Extract to read: Begin

Wednesday 23 June 2010

Discover: Lupino


  • Lupin, Lupino or Lupini Beans are yellow legume seeds of the Lupinus genus plant, most commonly the Lupinus luteus or Yellow Lupin, and were once a common food of the Mediterranean basin and Latin America. 
  • Today they are primarily eaten as a pickled snack food, and are treated as a gourmet delicacy.
  • Lupini Beans are commonly sold in brine in jars (like olives and pickles) and can be eaten by making a small tear in the skin with your teeth and "popping" the seed directly into one's mouth, but can also be eaten with the skin on.
  • This rarely heard of, but easy to grow, bean is popular in rural Mediterranean Europe, where it is served at Italian fairs and as an appetiser in Spanish beer halls. 
  • In the Lebanon these beans are a traditional snack food known as tremocos.
  • To grow, treat exactly the same as dwarf beans, when this unusual mid-early specimen will form an upright plant up to 50 cms tall with very pretty flowers. 
  • It will produce a heavy crop of beans that mature in stages, from the bottom branches upwards.
  • The delicious beans are flat, coin shaped and yellow brown with a small hole at one end and have a unique sweet flavour and a firm texture. 
  • Nutritionally they are very high in protein, vitamins and minerals.
  • They are extremely versatile in the kitchen and can be eaten cooked, chilled and then salted as an snack or cocktail nibble, hot or cold with salads or as an accompaniment to meat dishes or added to soups or stews.

Extract to read: End
Extracted entries: Begin

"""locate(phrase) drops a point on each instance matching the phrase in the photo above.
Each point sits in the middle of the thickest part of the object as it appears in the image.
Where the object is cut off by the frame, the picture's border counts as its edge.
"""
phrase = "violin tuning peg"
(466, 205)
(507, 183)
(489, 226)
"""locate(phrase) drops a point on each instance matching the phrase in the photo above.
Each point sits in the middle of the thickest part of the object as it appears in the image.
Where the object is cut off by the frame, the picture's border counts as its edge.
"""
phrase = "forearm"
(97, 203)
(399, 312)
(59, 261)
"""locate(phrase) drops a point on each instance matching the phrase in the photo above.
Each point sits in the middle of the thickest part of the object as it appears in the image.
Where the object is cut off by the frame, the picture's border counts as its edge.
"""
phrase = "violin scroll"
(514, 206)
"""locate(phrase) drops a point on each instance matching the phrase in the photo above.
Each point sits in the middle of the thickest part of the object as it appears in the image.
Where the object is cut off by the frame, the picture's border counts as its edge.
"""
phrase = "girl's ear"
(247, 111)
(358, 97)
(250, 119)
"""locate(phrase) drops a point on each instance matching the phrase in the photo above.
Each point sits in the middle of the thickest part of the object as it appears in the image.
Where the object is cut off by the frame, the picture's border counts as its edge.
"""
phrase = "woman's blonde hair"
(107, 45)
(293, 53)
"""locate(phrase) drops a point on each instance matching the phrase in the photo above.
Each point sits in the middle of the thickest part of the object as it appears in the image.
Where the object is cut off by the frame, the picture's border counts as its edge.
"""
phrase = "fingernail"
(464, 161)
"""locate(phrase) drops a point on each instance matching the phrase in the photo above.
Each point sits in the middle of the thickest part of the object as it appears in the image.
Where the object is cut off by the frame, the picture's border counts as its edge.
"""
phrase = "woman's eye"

Extracted entries: End

Instructions ->
a – List every geographic region or country named in the lupino post.
b – Write a continuation of the post about lupino beans, starting after its final sentence.

Outputs in order ->
a –
- Mediterranean basin
- Latin America
- rural Mediterranean Europe
- the Lebanon

b –
  • The seed of many lupin species contain bitter-tasting toxic alkaloids, though there are often sweet varieties within that species that are completely wholesome. Taste is a very clear indicator. 
  • These toxic alkaloids can be leeched out of the seed by soaking it overnight and discarding the soak water. 
  • It may also be necessary to change the water once during cooking.
  • Fungal toxins also readily invade the crushed seed and can cause chronic illness.
  • It is in flower from June to July, and the seeds ripen from August to September. 
  • The flowers are hermaphrodite (have both male and female organs) and are pollinated by Bees. 
  • It fixes Nitrogen and is used as a green manure and soil improver in Southern Europe.
  • The plant prefers light (sandy) and medium (loamy) soils and can grow in nutritionally poor soil.
  • The plant prefers acid and neutral soils and can grow in very acid soil. 
  • It cannot grow in the shade, and must have full sun all day. 
  • It requires moist soil.
Personally, we are growing this as an experiment and will report later on the results.